### Reading text
Reputation: 17
I have a data table containing 3 columns, one of them contains a key:value list of different lengths. I wish to rearrange the table such that each row will have only one key, conditioned on the value
for example, suppose that I wish to get all rows for whom the value is <= 2 so that each key is on its own row:\
input_tbl <-
data.table::data.table(a=c("AA"),b=c("{\"ha:llo\":1,\"wor:ld\":2,\"doog:bye\":3}"),
c=c(1))
the wanted table then should be
tbl_output <- data.table::data.table(a=c("AA",
"AA"),b=c("ha:llo","wor:ld"), c=c(1,1), s=c(1,2))
I had tried the following function:
data_table_clean <- function(dt){
dt[ ,"b" := data.table::tstrsplit(b, ',', fixed = T),by=c(a, c)]
dt[,c('b', 's'):= data.table::tstrsplit(b, ':', fixed=TRUE)]
return(dt[s <=2,])
}
this produces the following error
"Error in eval(expr, envir, enclos) : object 'a' not found"
Any suggestions are welcome, off course.

### Data supplied

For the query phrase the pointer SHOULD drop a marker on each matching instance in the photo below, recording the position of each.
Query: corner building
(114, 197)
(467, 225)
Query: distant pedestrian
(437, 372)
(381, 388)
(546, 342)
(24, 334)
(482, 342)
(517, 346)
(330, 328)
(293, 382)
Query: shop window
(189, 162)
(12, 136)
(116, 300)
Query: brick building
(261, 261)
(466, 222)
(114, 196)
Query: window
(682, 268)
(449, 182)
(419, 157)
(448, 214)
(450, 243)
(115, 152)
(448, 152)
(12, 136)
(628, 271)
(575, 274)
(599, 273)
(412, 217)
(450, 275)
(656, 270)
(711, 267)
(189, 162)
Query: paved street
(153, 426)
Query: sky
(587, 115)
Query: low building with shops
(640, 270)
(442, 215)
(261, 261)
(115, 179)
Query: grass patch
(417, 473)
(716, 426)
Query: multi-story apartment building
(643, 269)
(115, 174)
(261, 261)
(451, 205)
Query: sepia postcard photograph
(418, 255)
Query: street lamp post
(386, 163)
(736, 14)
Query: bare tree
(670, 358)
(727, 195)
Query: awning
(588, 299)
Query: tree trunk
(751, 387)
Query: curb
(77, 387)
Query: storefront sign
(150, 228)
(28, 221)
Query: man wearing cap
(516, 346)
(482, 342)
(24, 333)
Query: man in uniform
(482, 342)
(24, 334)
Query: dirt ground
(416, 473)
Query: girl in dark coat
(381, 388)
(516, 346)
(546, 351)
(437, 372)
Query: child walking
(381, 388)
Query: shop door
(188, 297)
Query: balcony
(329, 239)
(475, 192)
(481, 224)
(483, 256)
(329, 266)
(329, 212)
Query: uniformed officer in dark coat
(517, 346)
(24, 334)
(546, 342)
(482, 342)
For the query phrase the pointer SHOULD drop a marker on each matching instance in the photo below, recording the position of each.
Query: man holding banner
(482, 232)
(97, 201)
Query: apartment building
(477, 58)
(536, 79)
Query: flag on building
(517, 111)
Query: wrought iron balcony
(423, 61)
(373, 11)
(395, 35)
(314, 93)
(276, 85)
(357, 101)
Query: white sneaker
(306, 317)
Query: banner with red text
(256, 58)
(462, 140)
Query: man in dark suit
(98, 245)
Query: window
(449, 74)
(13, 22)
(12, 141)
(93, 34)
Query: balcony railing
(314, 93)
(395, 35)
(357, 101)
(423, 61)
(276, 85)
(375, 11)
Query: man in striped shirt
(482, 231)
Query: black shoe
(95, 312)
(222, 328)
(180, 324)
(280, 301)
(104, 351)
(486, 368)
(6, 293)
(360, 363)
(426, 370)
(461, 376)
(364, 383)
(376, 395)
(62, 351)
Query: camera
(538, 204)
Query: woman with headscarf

### Request
Copy out the whole forum post about splitting a key:value column in an R data.table, word for word.

### Response to this exercise
Reputation: 17
I have a data table containing 3 columns, one of them contains a key:value list of different lengths. I wish to rearrange the table such that each row will have only one key, conditioned on the value
for example, suppose that I wish to get all rows for whom the value is <= 2 so that each key is on its own row:\
input_tbl <-
data.table::data.table(a=c("AA"),b=c("{\"ha:llo\":1,\"wor:ld\":2,\"doog:bye\":3}"),
c=c(1))
the wanted table then should be
tbl_output <- data.table::data.table(a=c("AA",
"AA"),b=c("ha:llo","wor:ld"), c=c(1,1), s=c(1,2))
I had tried the following function:
data_table_clean <- function(dt){
dt[ ,"b" := data.table::tstrsplit(b, ',', fixed = T),by=c(a, c)]
dt[,c('b', 's'):= data.table::tstrsplit(b, ':', fixed=TRUE)]
return(dt[s <=2,])
}
this produces the following error
"Error in eval(expr, envir, enclos) : object 'a' not found"
Any suggestions are welcome, off course.